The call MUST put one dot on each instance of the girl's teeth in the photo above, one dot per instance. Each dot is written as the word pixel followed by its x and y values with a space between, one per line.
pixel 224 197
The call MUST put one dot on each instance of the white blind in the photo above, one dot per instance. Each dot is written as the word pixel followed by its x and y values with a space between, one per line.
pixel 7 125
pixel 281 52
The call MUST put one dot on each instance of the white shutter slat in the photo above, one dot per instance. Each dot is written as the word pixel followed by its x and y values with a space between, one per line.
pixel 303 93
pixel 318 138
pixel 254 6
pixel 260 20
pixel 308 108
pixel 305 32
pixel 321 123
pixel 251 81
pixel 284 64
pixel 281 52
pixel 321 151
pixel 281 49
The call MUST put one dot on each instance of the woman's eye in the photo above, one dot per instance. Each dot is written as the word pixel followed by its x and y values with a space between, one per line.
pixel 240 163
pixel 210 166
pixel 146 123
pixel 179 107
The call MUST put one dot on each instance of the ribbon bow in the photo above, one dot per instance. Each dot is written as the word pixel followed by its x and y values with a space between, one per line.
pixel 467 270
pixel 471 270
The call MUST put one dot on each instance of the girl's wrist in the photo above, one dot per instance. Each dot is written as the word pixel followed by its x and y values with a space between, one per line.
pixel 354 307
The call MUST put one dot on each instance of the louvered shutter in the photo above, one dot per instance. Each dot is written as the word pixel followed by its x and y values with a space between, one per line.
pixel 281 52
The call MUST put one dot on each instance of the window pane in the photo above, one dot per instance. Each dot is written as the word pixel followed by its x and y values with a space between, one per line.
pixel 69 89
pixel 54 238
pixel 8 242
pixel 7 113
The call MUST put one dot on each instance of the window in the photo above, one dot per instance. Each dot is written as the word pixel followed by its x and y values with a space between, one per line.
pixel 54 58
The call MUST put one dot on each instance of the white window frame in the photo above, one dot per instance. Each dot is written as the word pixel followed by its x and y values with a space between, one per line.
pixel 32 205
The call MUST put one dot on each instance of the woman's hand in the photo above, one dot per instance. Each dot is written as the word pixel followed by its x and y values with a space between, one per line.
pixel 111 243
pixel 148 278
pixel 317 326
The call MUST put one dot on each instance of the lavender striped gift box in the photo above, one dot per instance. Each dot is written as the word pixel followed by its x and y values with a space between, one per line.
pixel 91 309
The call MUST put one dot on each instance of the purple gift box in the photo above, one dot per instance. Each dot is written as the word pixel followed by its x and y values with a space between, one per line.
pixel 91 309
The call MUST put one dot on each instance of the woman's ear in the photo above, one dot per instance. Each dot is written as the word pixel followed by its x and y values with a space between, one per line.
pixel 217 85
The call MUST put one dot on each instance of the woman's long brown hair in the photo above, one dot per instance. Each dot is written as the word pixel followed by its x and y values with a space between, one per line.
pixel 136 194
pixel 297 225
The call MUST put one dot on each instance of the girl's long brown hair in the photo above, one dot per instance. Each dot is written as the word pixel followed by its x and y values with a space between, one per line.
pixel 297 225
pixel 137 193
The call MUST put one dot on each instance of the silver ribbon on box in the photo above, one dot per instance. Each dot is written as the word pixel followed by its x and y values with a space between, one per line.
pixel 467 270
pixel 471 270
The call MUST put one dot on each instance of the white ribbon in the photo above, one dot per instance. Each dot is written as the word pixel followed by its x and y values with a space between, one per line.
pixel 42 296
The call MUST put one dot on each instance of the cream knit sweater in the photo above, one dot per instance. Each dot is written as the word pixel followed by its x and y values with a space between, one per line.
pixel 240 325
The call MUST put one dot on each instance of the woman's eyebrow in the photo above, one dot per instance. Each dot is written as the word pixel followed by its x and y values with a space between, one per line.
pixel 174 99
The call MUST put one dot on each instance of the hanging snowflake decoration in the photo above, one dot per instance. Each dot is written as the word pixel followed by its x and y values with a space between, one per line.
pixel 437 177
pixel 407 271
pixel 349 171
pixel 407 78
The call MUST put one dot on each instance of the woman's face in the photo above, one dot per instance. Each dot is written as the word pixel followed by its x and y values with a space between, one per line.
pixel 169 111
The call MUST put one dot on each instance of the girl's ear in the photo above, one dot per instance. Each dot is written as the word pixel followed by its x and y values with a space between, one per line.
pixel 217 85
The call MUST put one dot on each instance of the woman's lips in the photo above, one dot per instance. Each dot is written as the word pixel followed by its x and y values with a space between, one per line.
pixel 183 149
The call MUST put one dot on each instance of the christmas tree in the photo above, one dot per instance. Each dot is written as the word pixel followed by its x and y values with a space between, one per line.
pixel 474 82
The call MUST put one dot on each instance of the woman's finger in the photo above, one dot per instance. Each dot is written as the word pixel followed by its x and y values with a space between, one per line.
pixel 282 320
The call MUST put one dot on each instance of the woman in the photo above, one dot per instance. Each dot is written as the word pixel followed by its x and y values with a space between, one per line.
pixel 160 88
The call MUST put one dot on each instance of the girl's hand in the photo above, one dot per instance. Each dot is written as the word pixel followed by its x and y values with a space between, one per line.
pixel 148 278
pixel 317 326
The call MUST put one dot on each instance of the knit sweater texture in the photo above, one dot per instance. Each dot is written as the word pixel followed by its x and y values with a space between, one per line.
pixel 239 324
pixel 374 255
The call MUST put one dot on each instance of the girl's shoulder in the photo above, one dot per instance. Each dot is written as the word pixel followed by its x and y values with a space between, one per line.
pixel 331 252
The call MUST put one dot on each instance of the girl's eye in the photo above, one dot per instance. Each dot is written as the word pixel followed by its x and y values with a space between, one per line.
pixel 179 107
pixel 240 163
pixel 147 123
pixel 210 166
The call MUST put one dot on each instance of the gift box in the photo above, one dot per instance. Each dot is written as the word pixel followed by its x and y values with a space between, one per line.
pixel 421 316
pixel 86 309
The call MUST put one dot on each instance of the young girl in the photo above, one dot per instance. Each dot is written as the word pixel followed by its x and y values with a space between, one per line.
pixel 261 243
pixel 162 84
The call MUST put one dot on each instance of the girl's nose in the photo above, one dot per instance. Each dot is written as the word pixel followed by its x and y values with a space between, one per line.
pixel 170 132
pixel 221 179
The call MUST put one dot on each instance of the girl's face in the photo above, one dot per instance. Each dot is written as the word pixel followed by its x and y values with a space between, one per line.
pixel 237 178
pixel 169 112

○ ○ ○

=== What you should do ===
Copy all of the records above word for word, with no changes.

=== Completed exercise ===
The call MUST put one dot on each instance of the girl's teeth in the photo above, one dot per instance. Each dot is written as the word pixel followed by its x and y values with a space between, one per line.
pixel 224 197
The call MUST put one dot on each instance of the white blind in the photo above, one dot per instance. Each dot is written as the word pixel followed by its x and y values with a space between, one per line.
pixel 7 125
pixel 281 52
The call MUST put one dot on each instance of the white shutter slat in the photo above, one dot per instance. Each dot is written as the word pixel followed by its x and y values with a space between, one per line.
pixel 303 93
pixel 318 138
pixel 254 6
pixel 260 20
pixel 308 108
pixel 305 32
pixel 321 123
pixel 251 81
pixel 284 64
pixel 281 52
pixel 321 151
pixel 281 49
The call MUST put one dot on each instance of the woman's eye in the photo above, one dot per instance. Each dot is written as the word pixel followed by its x and y values with a space between, one per line.
pixel 240 163
pixel 210 166
pixel 146 123
pixel 179 107
The call MUST put one dot on each instance of the ribbon bow in the photo above, one dot per instance. Each dot is written as the word pixel followed by its x and y values with a space between, one per line.
pixel 467 270
pixel 471 270
The call MUST put one dot on each instance of the girl's wrist in the photo above, one dot per instance. Each dot is written as the word pixel followed by its x and y values with a space between, one per line.
pixel 354 307
The call MUST put one dot on each instance of the louvered shutter in the photo above, one dot per instance. Each dot is written as the word pixel followed by its x and y values with a space between, one per line.
pixel 281 52
The call MUST put one dot on each instance of the window pane in the photo above, one dot per instance. Each dot is written as the word pixel followed by its x and y values with a space between, one per line.
pixel 69 89
pixel 54 238
pixel 8 242
pixel 7 113
The call MUST put one dot on each instance of the window in the photo above, one dot per instance. Each dot is written as the word pixel followed by its x and y values with a space between, one per line.
pixel 54 58
The call MUST put one dot on each instance of the white window frame in the photo above, one dot per instance. Each dot is written as the word pixel followed by its x and y values with a space between, one per line.
pixel 32 205
The call MUST put one dot on each instance of the woman's hand in the photo above, one dot per instance. Each dot is written as the word pixel followed by its x and y values with a space between, one per line.
pixel 111 243
pixel 148 278
pixel 317 326
The call MUST put one dot on each instance of the lavender striped gift box in the photo above, one dot per instance. Each dot is written as the word pixel followed by its x and y values with a space between, one per line.
pixel 91 309
The call MUST put one dot on each instance of the purple gift box in the photo above, one dot per instance. Each dot is written as the word pixel followed by its x and y values with a space between, one per line.
pixel 91 309
The call MUST put one dot on each instance of the woman's ear in the photo above, one dot per instance. Each dot is written as the word pixel followed by its x and y values with a space between, one per line.
pixel 217 85
The call MUST put one dot on each instance of the woman's long brown hair in the photo above, one dot per instance. Each dot is written as the word pixel followed by its x and y values with a space between, one per line.
pixel 136 194
pixel 297 225
The call MUST put one dot on each instance of the girl's long brown hair in the photo above, one dot per instance. Each dot is written as the word pixel followed by its x and y values with a space between, one per line.
pixel 297 225
pixel 137 193
The call MUST put one dot on each instance of the silver ribbon on box in the photo above, one dot per instance. Each dot is written as the word pixel followed by its x and y values with a space between, one per line.
pixel 467 270
pixel 471 270
The call MUST put one dot on each instance of the white ribbon in the photo above, one dot per instance. Each dot is written as the word pixel followed by its x and y values with a space between, one per line.
pixel 42 296
The call MUST put one dot on each instance of the cream knit sweater in the photo above, one dot per instance. Each dot is written as the word pixel followed by its x and y values with a space between, one per line.
pixel 240 325
The call MUST put one dot on each instance of the woman's eyebrow in the photo above, one dot per instance. Each dot is written as the word pixel followed by its x and y values with a space between, one per line.
pixel 174 99
The call MUST put one dot on each instance of the hanging snowflake decoration in the photo above, one dot per instance. Each dot is written as the word pixel followed by its x and y values with a space between, one per line.
pixel 437 177
pixel 407 271
pixel 349 171
pixel 407 78
The call MUST put one dot on each instance of the woman's face in the photo above, one dot per instance. Each dot is written as the word pixel followed by its x and y values with a space between, one per line.
pixel 169 111
The call MUST put one dot on each instance of the girl's ear in the photo above, one dot per instance. Each dot is written as the word pixel followed by its x and y values with a space between, one per line.
pixel 217 85
The call MUST put one dot on each instance of the woman's lips in the photo above, one dot per instance. Each dot is written as the word pixel followed by its x and y values with a space between, one per line.
pixel 183 149
The call MUST put one dot on each instance of the christmas tree in the photo above, one dot per instance. Each dot is written as the word pixel followed by its x and y values with a space between, one per line.
pixel 474 82
The call MUST put one dot on each instance of the woman's finger in the photo above, one dot per instance. Each dot is written as the word pixel followed by its x and y values with a space between, one per line.
pixel 282 320
The call MUST put one dot on each instance of the woman in the photo above, one dot per instance. Each dot is written as the word pixel followed by its x and y values with a space between, one per line.
pixel 160 88
The call MUST put one dot on each instance of the girl's hand in the photo above, one dot per instance. Each dot is written as the word pixel followed by its x and y values with a space between, one per line.
pixel 148 278
pixel 317 326
The call MUST put one dot on each instance of the knit sweater texture in the photo above, one dot per instance. Each dot is written as the word pixel followed by its x and y values with a space between, one per line.
pixel 239 324
pixel 374 255
The call MUST put one dot on each instance of the girl's shoulder in the photo above, one dot per instance. Each dot is written as the word pixel followed by its x and y values with a space between, one per line.
pixel 331 252
The call MUST put one dot on each instance of the girl's eye in the photo above, one dot per instance. Each dot is written as the word pixel followed by its x and y values with a space between, one per line.
pixel 179 107
pixel 240 163
pixel 147 123
pixel 210 166
The call MUST put one dot on each instance of the gift box in the photo above, one dot per instance. Each dot is written as the word pixel followed by its x and y values with a space between, one per line.
pixel 421 316
pixel 86 309
The call MUST put one dot on each instance of the young girl in the photo above, one dot per instance. Each dot is written as the word pixel followed by its x and y values with a space between, one per line.
pixel 261 243
pixel 162 84
The call MUST put one dot on each instance of the girl's nose in the photo above, one dot per instance. Each dot is written as the word pixel followed by its x and y values with a space between, one per line.
pixel 170 132
pixel 221 179
The call MUST put one dot on each instance of the girl's face in the photo above, one dot per instance. Each dot is written as the word pixel followed by its x and y values with a space between, one per line.
pixel 237 178
pixel 169 112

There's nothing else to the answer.